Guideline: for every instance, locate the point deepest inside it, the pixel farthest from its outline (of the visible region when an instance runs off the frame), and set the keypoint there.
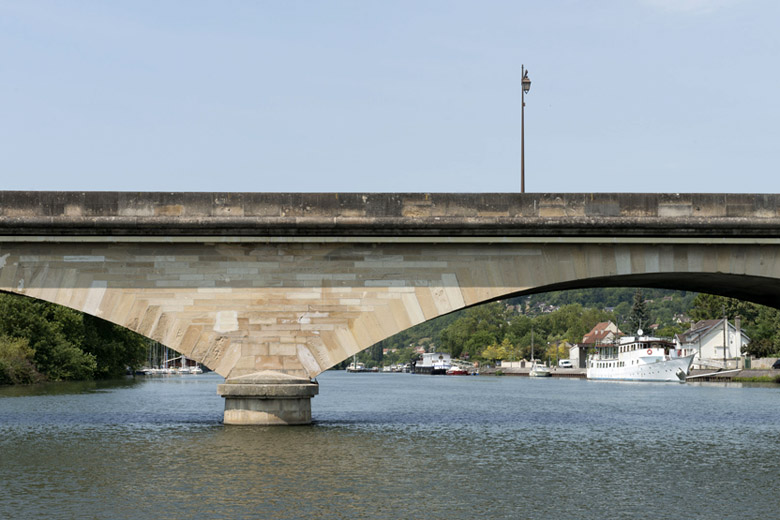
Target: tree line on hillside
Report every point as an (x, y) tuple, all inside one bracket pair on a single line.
[(40, 341), (500, 331)]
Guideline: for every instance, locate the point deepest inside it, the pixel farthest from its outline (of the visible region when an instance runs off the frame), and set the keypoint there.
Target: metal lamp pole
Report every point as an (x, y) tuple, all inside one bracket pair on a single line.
[(526, 82)]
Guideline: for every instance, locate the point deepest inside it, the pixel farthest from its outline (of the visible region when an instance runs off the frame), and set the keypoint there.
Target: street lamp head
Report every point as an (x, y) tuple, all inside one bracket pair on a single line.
[(526, 82)]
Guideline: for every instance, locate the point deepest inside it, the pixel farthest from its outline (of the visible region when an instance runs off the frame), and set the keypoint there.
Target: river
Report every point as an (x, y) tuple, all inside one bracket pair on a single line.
[(390, 446)]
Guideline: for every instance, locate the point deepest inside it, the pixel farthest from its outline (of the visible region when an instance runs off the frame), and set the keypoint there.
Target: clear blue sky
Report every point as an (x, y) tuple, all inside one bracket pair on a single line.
[(629, 95)]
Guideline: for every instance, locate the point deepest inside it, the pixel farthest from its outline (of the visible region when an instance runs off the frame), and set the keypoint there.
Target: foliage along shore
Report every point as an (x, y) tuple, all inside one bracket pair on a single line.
[(40, 342), (502, 330)]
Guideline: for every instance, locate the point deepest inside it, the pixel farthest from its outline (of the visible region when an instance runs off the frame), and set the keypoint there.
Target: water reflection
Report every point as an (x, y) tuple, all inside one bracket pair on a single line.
[(396, 446)]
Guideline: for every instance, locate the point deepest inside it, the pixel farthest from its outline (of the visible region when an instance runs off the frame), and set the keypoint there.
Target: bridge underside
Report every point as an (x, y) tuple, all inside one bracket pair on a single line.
[(270, 290), (301, 308)]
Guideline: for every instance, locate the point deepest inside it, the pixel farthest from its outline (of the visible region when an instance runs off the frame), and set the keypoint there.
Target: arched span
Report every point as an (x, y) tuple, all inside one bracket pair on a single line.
[(302, 307), (756, 289)]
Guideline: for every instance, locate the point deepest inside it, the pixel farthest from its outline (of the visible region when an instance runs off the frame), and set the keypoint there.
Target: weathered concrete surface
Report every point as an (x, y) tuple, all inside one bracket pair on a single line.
[(268, 399), (383, 214), (296, 283)]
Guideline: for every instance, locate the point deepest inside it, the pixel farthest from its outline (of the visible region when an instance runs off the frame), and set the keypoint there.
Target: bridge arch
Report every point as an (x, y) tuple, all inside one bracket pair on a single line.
[(301, 308), (280, 287)]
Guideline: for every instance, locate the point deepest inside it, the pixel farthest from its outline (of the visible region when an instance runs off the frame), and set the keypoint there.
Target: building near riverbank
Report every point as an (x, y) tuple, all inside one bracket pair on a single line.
[(717, 343)]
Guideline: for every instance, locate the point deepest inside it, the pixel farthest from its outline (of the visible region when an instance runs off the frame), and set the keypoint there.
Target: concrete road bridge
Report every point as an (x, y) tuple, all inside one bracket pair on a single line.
[(270, 290)]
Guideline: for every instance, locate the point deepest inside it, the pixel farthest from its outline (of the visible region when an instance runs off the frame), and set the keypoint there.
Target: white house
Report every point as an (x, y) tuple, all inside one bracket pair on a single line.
[(706, 338)]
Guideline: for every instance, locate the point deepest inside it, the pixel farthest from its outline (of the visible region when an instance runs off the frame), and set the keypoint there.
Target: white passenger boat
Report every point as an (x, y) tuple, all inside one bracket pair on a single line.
[(539, 370), (433, 363), (639, 358)]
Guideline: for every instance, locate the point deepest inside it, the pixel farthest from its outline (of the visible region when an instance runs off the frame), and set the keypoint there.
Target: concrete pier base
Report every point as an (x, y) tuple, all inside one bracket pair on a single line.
[(268, 399)]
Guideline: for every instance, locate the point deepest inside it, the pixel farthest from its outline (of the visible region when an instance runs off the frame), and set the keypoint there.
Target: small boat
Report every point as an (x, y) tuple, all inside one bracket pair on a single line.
[(433, 363), (457, 371), (639, 358), (539, 370)]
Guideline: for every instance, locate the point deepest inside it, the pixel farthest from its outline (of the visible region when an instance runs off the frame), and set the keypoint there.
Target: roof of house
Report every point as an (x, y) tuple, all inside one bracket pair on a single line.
[(599, 333), (701, 328)]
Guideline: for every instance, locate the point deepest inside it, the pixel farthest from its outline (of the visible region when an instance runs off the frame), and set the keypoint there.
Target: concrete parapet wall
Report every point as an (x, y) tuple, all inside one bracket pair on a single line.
[(388, 214)]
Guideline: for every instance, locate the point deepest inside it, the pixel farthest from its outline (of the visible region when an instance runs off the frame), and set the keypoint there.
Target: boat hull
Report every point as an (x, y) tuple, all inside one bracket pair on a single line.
[(667, 370)]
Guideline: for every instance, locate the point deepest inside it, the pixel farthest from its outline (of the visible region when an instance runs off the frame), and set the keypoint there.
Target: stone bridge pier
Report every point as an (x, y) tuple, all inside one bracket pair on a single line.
[(270, 290)]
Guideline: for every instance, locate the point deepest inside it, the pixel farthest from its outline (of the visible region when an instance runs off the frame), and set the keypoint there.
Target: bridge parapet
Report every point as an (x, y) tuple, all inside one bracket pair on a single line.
[(382, 214), (296, 283)]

● EXERCISE: A word-for-word copy of the records is required. Leave out every picture.

● YOUR RESPONSE:
Guideline: for every instance, locate the point deepest inside it, the pixel farthest from its outline (of the visible region when an instance runs off the frame), and set the keypoint there.
Target: tree line on hillside
Report every point as an (x, y) tuple, all inside one bracket pair on a single line.
[(40, 341), (500, 331)]
Guideline: for every instance, locate the point deepest inside it, the pixel farthest from its outline (of the visible region when an instance runs off the frame), and set the keypoint there.
Target: metal lamp pole
Report every point as an (x, y) tuple, all inside one bracket pair on a single line.
[(526, 82)]
Guideline: for every instance, locate the point deepest inside it, the pixel farthest from its outline (of the visible region when an instance runs off the frame), and set the keypoint there.
Target: street lamp head
Report every point as an (x, y) tuple, all inside one bracket pair on a single line.
[(526, 82)]
Guideline: for every instance, locate the point deepest inside it, the pixel farthest from its outline (of the visible region when an instance runs off the frame), and set the keypoint there.
Target: river
Report every point as an (x, y) tuple, all inside one bracket pair on a single line.
[(390, 446)]
Guideline: for every instance, locate the point deepest inside it, the pixel farthest from its outline (of the visible region when an instance runs off the frame), and set the keypoint there.
Target: clear blue sky
Report every point as an (x, y) tuple, all inside one bracket pair on a single line.
[(629, 95)]
Guideline: for every instance, locate the point deepest inside it, the pixel farthest from its outline (of the visible region when an instance runs off the frame), and set the keypoint there.
Target: foliage along shore
Report every point as an (x, y) tuple, all inside one bracket pair on a single line.
[(40, 342), (502, 330)]
Guideline: for every instance, locate the point deepest inside it, the pixel farthest from its outline (of the visible region when an instance runs off the frame), and set the keypoint there.
Target: water reflection
Report every point as an (x, y) tuple, all inside one bracket pair on a single line.
[(396, 446)]
Guideline: for every instance, locate the point deepest inside it, the pixel farthest from its outline (of the visible region when an instance runs off the frame), and set the keypoint there.
Target: bridge underside
Report every point as an (x, y) tuple, all inside one bracket pair on a single line.
[(270, 290), (301, 308)]
Guideline: for every instance, locate the point deepest inside it, the pixel farthest from its outline (of the visible region when an instance runs off the frame), and set the keypoint there.
Target: arched span
Report every point as an (x, y) tuple, all inside one bracket pair on a single line.
[(302, 307), (756, 289)]
Guideline: for every instance, locate the point deepest inside it, the pixel farthest from its outline (of the visible region when an instance runs off the frame), and set the keypoint there.
Target: weathered concrete surface
Report every point as an (x, y) tuple, all inside one bracket pair on a single line.
[(268, 399), (383, 214), (296, 283)]
Guideline: for every instance, locate the point deepest inside it, the pixel farthest from its outline (of the visible region when an instance runs off the frame), and set the keypoint there.
Target: bridge arch
Report every point as an (x, y) tuple, all inside one bracket pair on a single line.
[(301, 308), (280, 287)]
Guideline: for every instance, locate the point deepest inside it, the pixel farthest from its outline (of the visible region when an instance runs off the frame), and set the keypoint there.
Target: building near riverbank
Report every point as an (x, y) tuple, all inside one bracket pair on a single line.
[(717, 343)]
Guideline: for every instance, locate the point deepest inside it, the pixel farthest from its outline (of the visible region when an instance runs off the frame), and set the keypoint there.
Target: concrete road bridge
Report every point as an (x, y) tuple, all inside one bracket pair on a single line.
[(270, 290)]
Guideline: for every instance, locate the point deepest inside it, the pixel farthest from its outline (of the visible region when an instance runs off the frame), and set the keypoint there.
Target: white house
Report every point as an (x, y) tuple, all inside one bracket pair on a single line.
[(706, 338)]
Guideline: for every instance, locate the point deepest inside it, the pixel farthest from its outline (of the visible region when an instance runs off the frame), and set the keypoint there.
Target: white passenger boat
Report every point as an (x, y) tuple, all inside one bracket pair on a single line.
[(539, 370), (433, 363), (639, 358)]
Guideline: for every instance, locate the point deepest inside it, the pixel farthest from its outline (of the visible region when an instance runs off the frame), and set the keypoint there.
Target: concrete pier base
Report every point as an (x, y) tuple, all inside one bracket pair on a single line.
[(268, 399)]
Guideline: for every instance, locate the point deepest inside it, the pixel farthest from its outline (of the visible region when an instance runs off the frame), and set the keypoint there.
Target: small boat
Report every point as an (x, y) tuple, all inside one bracket pair on a single line.
[(433, 363), (457, 371), (639, 358), (539, 370)]
Guideline: for every instance, locate the point deepest inside it, the pixel farthest from its outline (of the visible region when an instance runs off the frame), and set the keypoint there.
Target: roof of house
Report every point as an (x, y) tuple, all inside one bracket pair on a single line.
[(599, 333), (701, 328)]
Guideline: for every instance, locate the point deepest inside it, the pixel farthest from its outline (of the visible region when an instance runs off the frame), and set the keypoint there.
Target: concrete parapet wall
Report every point as an (x, y) tuple, all inside one bracket pair on a single line.
[(388, 214)]
Guideline: for every instance, locate the point deepest inside it, the pixel farthest from its outline (of the visible region when an instance runs off the frame), and set the keypoint there.
Target: boat hull
Report every point as an (x, y) tuple, all inside one bracket pair on a single line.
[(667, 370)]
Guideline: for every instance, locate the point deepest inside it, the pixel farthest from its outline (of the visible region when an instance runs off the frame), and set the keypoint there.
Target: stone bridge pier
Report every point as an (x, y) tuple, all inside one bracket pair on a single line.
[(270, 290)]
Guideline: for every instance, locate the point deepest inside it, the pixel farthest from its outline (of the visible region when an instance runs off the frame), and set the keypoint there.
Target: bridge parapet
Report every point as an (x, y) tuple, all inside one bracket pair on a single line.
[(382, 214), (296, 283)]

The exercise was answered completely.